===== Estratto fornito =====
Ho apprezzato questa scelta coraggiosa. Avrebbero potuto scegliere di far uscire di scena T’Challa in parecchi modi. Il più scontato sarebbe stato in un combattimento. Questa scelta, però, oltre a rispettare e omaggiare la vita di Chadwick, ci dà anche una lezione importantissima: i supereroi sono umani. Possono avere forza fuori dal comune, armi ipertecnologiche, vivere a lungo persino, ma sono umani. Muoiono come noi.

Con la morte di T’Challa, sono gli altri personaggi a reggere la scena. Prima tra tutti, la regina Ramonda. Angela Bassett fa un lavoro impeccabile. Ramonda ha perso il marito, ha perso il figlio, più volte fino a questa terribile e definitiva, sta perdendo la figlia che con difficoltà sopporta il carico del dolore e, come se ciò non fosse bastasse, deve anche tenere le redini della nazione più potente nel mondo, proprio nel suo momento più buio. La forza di Ramonda trapassa lo schermo, arriva dritta allo spettatore. È una forza che mette radici nel dolore, nella rabbia, persino nella disperazione. È un’esplosione dirompente di sentimenti che la fa anche sbagliare, ma, se sbaglia, Ramonda sbaglia da madre. Il Wakanda per lei è sopra ogni cosa, ma sopra il Wakanda c’è Shuri.

Un altro personaggio che mi ha piacevolmente sorpreso e Riri Williams, alias Iron Heart, anche se prenderà questo nome soltanto nella serie a lei dedicata. Se in Spider-Man: Far From Home, in un certo senso, Peter Parker viene eletto come erede spirituale di Tony Stark, Riri è sicuramente l’erede del suo genio. Ed ecco che, accanto a un tributo a T’Challa, torna a presentarsi nel Marvel Cinematic Universe un tributo ad Iron Man. Ridi si costruisce un’armatura con i suoi soli mezzi, un po’ come la Mac1 di Tony nel deserto; rivediamo Tony nei suoi movimenti e persino nella grafica della sua armatura, ma, allo stesso tempo, Riri è ben diversa dal nostro amato “genio, miliardario, playboy, filantropo”. Certo, entrambi hanno un carattere forte, ribelle, forse anche sopra le righe, tuttavia Tony è nato con la strada spianata, figlio di un genio, miliardario non per merito proprio; Riri deve costruirsi da sé, passo dopo passo, pezzo dopo pezzo. Non vedo l’ora di saperne di più su di lei e di vedere la serie a lei dedicata.
===== Materiale di partenza =====
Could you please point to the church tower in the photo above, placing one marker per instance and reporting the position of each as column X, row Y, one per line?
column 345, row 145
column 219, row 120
=====
**Compito richiesto**
Trascrivi fedelmente dall'estratto fornito il passo che va da "Con la morte" fino a "Wakanda c’è Shuri.", quest'ultimo incluso.

**Risultato**
Con la morte di T’Challa, sono gli altri personaggi a reggere la scena. Prima tra tutti, la regina Ramonda. Angela Bassett fa un lavoro impeccabile. Ramonda ha perso il marito, ha perso il figlio, più volte fino a questa terribile e definitiva, sta perdendo la figlia che con difficoltà sopporta il carico del dolore e, come se ciò non fosse bastasse, deve anche tenere le redini della nazione più potente nel mondo, proprio nel suo momento più buio. La forza di Ramonda trapassa lo schermo, arriva dritta allo spettatore. È una forza che mette radici nel dolore, nella rabbia, persino nella disperazione. È un’esplosione dirompente di sentimenti che la fa anche sbagliare, ma, se sbaglia, Ramonda sbaglia da madre. Il Wakanda per lei è sopra ogni cosa, ma sopra il Wakanda c’è Shuri.